• **REQUEST**
Convert every line of the entries below into a JSON list of strings, one string per line, leaving out blank lines.

##############################

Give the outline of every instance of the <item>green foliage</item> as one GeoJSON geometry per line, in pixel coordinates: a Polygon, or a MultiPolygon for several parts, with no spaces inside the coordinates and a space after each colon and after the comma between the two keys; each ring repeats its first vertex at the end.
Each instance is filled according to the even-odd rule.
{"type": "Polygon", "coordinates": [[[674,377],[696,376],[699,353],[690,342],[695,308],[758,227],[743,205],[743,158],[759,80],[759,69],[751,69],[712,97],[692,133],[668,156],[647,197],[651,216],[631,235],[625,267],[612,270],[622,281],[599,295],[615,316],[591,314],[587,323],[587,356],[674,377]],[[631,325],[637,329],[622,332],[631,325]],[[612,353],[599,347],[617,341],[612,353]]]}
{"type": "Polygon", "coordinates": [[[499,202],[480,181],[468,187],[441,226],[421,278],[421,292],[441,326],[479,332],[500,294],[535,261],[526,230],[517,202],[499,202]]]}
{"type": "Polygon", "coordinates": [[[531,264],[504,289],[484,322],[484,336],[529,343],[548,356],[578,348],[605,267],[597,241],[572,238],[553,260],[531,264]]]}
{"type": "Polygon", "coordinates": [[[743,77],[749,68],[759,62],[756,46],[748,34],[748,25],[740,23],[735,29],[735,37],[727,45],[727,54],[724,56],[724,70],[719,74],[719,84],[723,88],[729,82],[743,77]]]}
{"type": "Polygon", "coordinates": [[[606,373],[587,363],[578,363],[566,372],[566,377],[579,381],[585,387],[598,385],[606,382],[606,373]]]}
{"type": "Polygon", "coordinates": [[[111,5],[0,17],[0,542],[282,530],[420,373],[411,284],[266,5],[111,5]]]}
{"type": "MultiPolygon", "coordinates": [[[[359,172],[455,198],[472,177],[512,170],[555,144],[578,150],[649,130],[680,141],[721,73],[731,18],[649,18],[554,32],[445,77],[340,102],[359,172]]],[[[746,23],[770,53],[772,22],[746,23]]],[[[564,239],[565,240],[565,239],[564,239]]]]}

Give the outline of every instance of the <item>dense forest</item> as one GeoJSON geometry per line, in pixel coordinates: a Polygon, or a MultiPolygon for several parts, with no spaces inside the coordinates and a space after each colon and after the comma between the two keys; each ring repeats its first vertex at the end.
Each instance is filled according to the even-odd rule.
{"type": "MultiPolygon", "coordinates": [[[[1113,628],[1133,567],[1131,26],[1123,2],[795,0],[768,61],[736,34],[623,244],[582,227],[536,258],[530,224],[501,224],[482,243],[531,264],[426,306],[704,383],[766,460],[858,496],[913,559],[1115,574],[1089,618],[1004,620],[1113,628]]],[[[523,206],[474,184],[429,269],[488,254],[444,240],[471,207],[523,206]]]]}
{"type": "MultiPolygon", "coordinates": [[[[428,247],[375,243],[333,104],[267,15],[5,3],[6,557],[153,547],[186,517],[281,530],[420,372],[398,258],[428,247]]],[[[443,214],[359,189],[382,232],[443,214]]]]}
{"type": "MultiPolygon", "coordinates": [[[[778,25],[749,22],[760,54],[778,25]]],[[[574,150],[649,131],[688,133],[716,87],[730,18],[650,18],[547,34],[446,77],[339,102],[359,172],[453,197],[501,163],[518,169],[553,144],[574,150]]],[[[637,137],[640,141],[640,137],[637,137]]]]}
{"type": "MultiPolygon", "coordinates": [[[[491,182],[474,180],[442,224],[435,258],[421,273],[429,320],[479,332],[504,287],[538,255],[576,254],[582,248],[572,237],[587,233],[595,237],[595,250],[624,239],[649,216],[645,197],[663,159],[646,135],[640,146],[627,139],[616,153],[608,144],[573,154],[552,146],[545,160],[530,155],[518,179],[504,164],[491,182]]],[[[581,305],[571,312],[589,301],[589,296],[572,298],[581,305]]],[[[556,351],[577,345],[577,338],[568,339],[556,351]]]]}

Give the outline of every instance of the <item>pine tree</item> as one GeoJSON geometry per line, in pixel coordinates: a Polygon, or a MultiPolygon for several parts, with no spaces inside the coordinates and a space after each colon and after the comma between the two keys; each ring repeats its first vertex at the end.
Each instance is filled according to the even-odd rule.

##############################

• **WRITTEN ANSWER**
[
  "Give the outline of every instance of the <item>green foliage</item> as one GeoJSON geometry per line, in pixel coordinates: a Polygon, or a MultiPolygon for several parts, with no spaces inside the coordinates and a space after each colon and after the comma between the two keys; each ring repeats its first vertex at the end.",
  "Each instance is filled according to the even-odd rule.",
  "{\"type\": \"Polygon\", \"coordinates\": [[[674,377],[696,376],[699,353],[690,342],[695,308],[758,227],[743,205],[743,158],[759,80],[759,69],[751,69],[712,97],[692,133],[668,156],[647,197],[651,216],[631,235],[625,267],[612,270],[622,281],[599,295],[615,316],[591,314],[587,323],[587,356],[674,377]],[[631,325],[637,329],[622,332],[631,325]],[[612,353],[599,347],[617,341],[612,353]]]}",
  "{\"type\": \"Polygon\", \"coordinates\": [[[499,202],[480,181],[468,187],[441,226],[421,278],[421,292],[441,326],[479,332],[500,294],[535,261],[526,230],[517,202],[499,202]]]}",
  "{\"type\": \"Polygon\", \"coordinates\": [[[531,264],[504,289],[484,322],[484,336],[529,343],[548,356],[578,348],[605,267],[597,241],[572,238],[553,260],[531,264]]]}",
  "{\"type\": \"Polygon\", \"coordinates\": [[[743,77],[749,68],[759,62],[756,46],[748,34],[748,25],[740,23],[735,29],[735,37],[727,45],[727,54],[724,56],[724,70],[719,74],[719,84],[723,88],[729,82],[743,77]]]}",
  "{\"type\": \"Polygon\", \"coordinates\": [[[606,373],[587,363],[578,363],[566,372],[566,377],[579,381],[585,387],[598,385],[606,382],[606,373]]]}",
  "{\"type\": \"Polygon\", \"coordinates\": [[[111,5],[0,17],[0,542],[282,530],[420,373],[411,284],[266,5],[111,5]]]}",
  "{\"type\": \"MultiPolygon\", \"coordinates\": [[[[359,172],[455,198],[472,177],[512,170],[555,144],[578,150],[649,130],[680,141],[721,73],[731,18],[649,18],[554,32],[445,77],[340,102],[359,172]]],[[[746,23],[770,53],[772,22],[746,23]]],[[[564,239],[565,240],[565,239],[564,239]]]]}",
  "Give the outline of every instance of the <item>dense forest</item> as one GeoJSON geometry per line, in pixel coordinates: a Polygon, or a MultiPolygon for several parts, with no spaces inside the coordinates and a space after each colon and after the comma between the two keys; each ring repeats its first vertex at the end.",
  "Each instance is filled according to the even-odd rule.",
  "{\"type\": \"MultiPolygon\", \"coordinates\": [[[[1113,628],[1133,567],[1131,26],[1123,2],[795,0],[768,61],[736,34],[623,244],[582,227],[536,258],[530,224],[501,224],[482,243],[531,264],[426,306],[704,383],[766,460],[858,496],[913,559],[1115,574],[1089,618],[1004,620],[1113,628]]],[[[523,206],[474,184],[429,269],[488,254],[444,240],[471,207],[523,206]]]]}",
  "{\"type\": \"MultiPolygon\", \"coordinates\": [[[[428,247],[375,243],[333,104],[267,15],[5,3],[6,557],[153,547],[186,517],[281,530],[420,372],[398,258],[428,247]]],[[[443,214],[359,189],[382,232],[443,214]]]]}",
  "{\"type\": \"MultiPolygon\", \"coordinates\": [[[[778,25],[749,22],[760,54],[778,25]]],[[[574,150],[649,131],[688,133],[716,87],[730,18],[650,18],[547,34],[446,77],[339,102],[359,172],[453,197],[501,163],[518,169],[553,144],[574,150]]],[[[637,137],[640,141],[640,137],[637,137]]]]}",
  "{\"type\": \"MultiPolygon\", \"coordinates\": [[[[491,182],[474,180],[442,224],[435,258],[421,273],[429,320],[479,332],[504,287],[538,255],[576,254],[582,248],[572,237],[587,233],[595,237],[595,250],[624,239],[649,216],[645,197],[663,159],[646,135],[640,146],[627,139],[616,153],[608,144],[573,154],[552,146],[545,160],[530,155],[518,179],[504,164],[491,182]]],[[[581,305],[571,312],[589,301],[589,296],[572,298],[581,305]]],[[[556,351],[577,345],[577,338],[568,339],[556,351]]]]}",
  "Give the outline of every instance of the <item>pine tree</item> as one GeoJSON geometry per line, in pixel coordinates: a Polygon, or a MultiPolygon for several parts, with no spaces inside the coordinates and a space after each colon and after the comma between the two keys; each ring repeats its first vertex at the end.",
  "Each instance is filled according to the even-odd rule."
]